Carolyn Dando (born about 1989) is an actress and singer from Auckland, New Zealand.

Dando's first role was in the TV film Fatal Contact: Bird Flu in America (2006).

Dando next appeared in Peter Jackson's feature film adaptation of The Lovely Bones (2009).

Early life
Dando was born in Auckland, New Zealand. As a young child she had a passion for music, not acting. At the age of 10 years she was picked to sing with Suzanne Prentice at a World Vision "Kids for Kids" Concert. The following year she gave a solo performance in front of several hundred schoolchildren and their parents at the annual regional school choir festival, with guests including the Mayor of Auckland City. She was encouraged by teachers to develop her talent, and began to study classical singing (as well as theory and piano) with the professional soprano Gina Sanders.

WHAT TO WORK ON →
- 1) Copy the text about Carolyn Dando from "Carolyn Dando (born" up to and including "in America (2006).".
- 2) Keep writing the text about Carolyn Dando, starting right after its last sentence.
The data after this text isn't needed.

(Records)
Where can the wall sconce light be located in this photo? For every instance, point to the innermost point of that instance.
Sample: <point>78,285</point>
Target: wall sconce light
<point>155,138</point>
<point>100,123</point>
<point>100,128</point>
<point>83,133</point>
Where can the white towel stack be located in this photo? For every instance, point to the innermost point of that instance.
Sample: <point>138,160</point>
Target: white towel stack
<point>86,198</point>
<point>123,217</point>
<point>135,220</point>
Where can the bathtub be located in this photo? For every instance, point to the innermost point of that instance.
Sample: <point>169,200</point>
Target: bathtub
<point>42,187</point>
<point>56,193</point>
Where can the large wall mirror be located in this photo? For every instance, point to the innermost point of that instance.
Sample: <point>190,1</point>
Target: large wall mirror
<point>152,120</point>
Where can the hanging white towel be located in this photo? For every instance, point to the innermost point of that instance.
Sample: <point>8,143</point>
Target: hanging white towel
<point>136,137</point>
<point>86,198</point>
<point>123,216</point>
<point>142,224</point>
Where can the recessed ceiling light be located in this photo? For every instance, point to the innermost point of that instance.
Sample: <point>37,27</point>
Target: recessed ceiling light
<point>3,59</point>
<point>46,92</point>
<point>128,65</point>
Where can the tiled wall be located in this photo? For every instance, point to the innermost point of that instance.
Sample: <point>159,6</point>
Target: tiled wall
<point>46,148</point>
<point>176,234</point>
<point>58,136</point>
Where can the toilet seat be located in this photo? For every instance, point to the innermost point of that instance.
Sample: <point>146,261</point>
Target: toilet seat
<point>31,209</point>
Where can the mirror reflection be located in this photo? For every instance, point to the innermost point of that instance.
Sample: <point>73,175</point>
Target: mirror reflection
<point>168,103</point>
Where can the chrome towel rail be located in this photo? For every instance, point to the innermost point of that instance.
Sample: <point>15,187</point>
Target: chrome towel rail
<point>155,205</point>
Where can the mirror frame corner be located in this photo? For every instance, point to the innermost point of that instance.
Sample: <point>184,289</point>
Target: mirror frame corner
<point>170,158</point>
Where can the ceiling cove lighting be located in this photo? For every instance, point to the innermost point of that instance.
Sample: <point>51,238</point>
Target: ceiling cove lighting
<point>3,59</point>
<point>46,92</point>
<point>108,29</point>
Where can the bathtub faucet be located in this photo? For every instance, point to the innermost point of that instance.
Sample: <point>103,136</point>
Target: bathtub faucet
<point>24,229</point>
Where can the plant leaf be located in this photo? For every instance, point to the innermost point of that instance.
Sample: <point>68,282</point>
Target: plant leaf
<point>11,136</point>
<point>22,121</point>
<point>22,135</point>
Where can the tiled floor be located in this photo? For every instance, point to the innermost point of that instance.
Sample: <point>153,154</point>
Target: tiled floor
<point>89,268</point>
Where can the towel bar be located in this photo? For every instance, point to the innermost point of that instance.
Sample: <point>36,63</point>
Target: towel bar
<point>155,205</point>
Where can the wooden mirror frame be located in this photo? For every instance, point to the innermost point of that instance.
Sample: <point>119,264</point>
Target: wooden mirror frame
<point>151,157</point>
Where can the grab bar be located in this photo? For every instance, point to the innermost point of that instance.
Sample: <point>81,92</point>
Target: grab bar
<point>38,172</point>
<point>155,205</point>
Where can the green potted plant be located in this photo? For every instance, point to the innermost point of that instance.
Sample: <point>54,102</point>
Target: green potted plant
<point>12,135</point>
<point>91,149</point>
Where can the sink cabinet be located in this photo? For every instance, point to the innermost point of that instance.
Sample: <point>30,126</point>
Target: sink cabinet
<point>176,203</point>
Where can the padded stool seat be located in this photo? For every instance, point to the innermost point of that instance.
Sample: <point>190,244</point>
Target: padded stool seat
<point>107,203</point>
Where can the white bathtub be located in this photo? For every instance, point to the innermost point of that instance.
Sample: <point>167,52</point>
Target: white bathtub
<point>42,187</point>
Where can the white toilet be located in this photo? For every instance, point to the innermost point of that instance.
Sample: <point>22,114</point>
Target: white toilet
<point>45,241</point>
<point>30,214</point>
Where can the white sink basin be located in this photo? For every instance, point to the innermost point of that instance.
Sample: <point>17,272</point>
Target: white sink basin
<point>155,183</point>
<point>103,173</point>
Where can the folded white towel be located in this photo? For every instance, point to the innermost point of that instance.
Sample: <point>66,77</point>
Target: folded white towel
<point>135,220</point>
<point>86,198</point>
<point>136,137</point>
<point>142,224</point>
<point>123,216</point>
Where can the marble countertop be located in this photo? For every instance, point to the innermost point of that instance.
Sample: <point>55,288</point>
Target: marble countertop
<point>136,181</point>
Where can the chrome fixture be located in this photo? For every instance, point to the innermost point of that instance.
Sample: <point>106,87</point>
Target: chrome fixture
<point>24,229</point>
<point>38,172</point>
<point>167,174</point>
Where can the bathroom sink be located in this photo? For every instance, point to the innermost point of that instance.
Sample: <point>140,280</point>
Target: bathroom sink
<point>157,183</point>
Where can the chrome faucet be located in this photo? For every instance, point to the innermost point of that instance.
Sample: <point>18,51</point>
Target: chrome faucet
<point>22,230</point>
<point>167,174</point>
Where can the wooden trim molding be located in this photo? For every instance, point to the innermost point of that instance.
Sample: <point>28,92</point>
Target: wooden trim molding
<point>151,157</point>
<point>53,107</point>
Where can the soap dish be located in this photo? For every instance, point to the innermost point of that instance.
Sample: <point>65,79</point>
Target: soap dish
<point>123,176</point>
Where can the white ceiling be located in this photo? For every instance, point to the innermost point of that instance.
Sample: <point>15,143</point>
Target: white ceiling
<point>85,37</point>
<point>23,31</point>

==

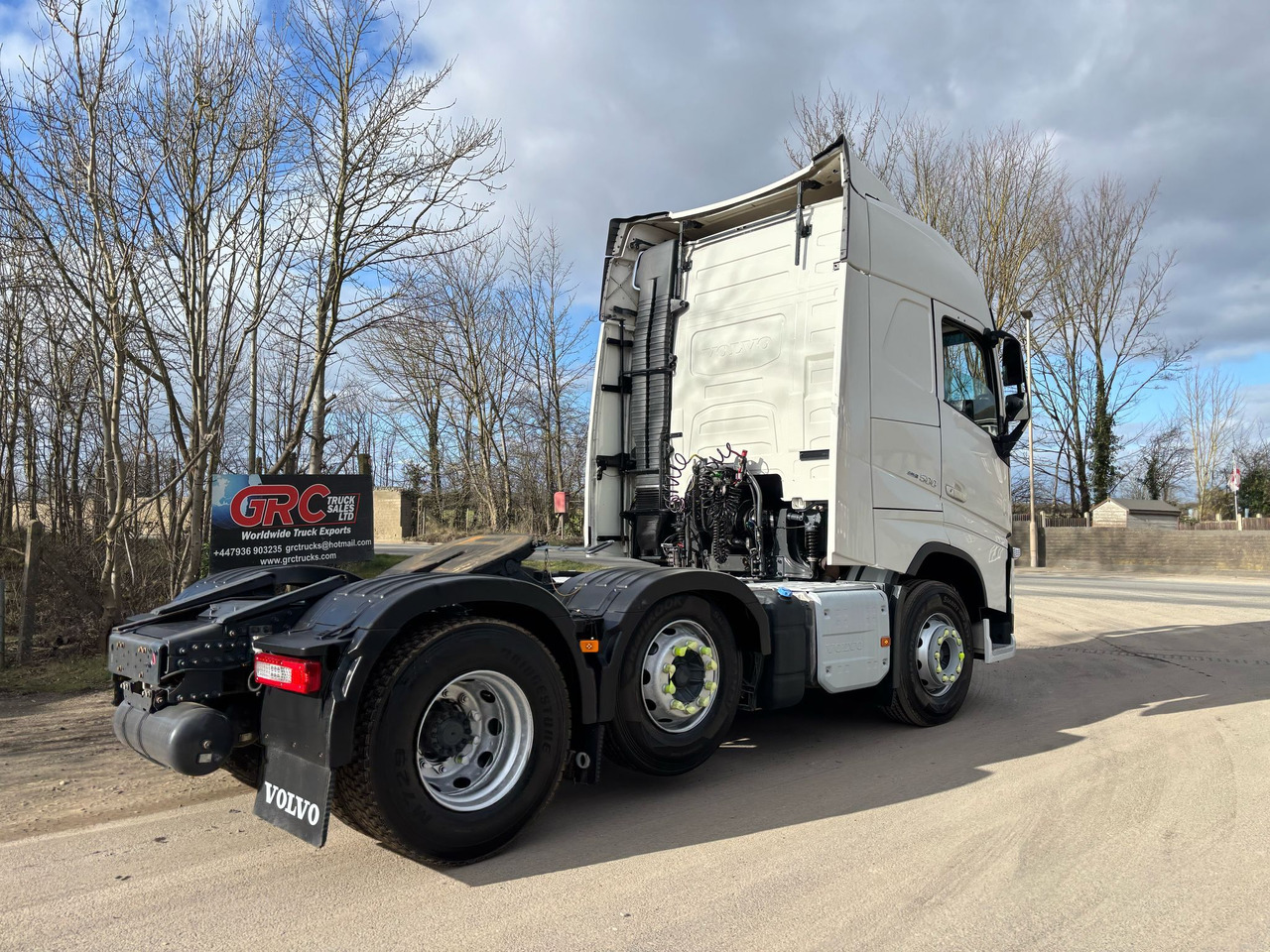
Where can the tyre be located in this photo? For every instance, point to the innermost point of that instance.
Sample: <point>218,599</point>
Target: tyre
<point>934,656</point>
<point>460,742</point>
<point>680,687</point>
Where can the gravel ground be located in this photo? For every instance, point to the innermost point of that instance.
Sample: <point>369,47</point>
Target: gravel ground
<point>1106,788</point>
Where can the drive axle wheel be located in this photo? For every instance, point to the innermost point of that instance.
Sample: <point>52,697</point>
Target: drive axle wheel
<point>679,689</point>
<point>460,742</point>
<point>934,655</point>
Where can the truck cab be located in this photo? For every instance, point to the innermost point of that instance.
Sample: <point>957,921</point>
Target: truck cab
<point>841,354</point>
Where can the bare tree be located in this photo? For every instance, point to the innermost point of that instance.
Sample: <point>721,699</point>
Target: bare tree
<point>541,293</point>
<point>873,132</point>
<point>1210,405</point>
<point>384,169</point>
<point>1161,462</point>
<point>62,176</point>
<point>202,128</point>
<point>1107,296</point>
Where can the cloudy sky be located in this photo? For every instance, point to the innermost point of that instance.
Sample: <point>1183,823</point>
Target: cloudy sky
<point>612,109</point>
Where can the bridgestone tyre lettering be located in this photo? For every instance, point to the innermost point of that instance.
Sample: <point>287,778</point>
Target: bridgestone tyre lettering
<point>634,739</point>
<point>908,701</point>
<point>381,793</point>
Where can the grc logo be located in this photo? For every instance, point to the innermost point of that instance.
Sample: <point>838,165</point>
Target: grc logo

PER-TASK OUTPUTS →
- 1)
Carolyn Dando (born about 1989) is an actress and singer from Auckland, New Zealand.

Dando's first role was in the TV film Fatal Contact: Bird Flu in America (2006).

- 2)
Career
Her first professional role was in Fatal Contact: Bird Flu in America, a made-for-television movie. But her big break came when she landed a part in The Lovely Bones. In 2010, she appeared on the show Shortland Street. In 2012 she appeared as Hailey in Girl vs. Boy.

Filmography

References

External links
 Carolyn's Trio – Atre

New Zealand film actresses
New Zealand television actresses
People from Auckland
1980s births
Living people
Date of birth missing (living people)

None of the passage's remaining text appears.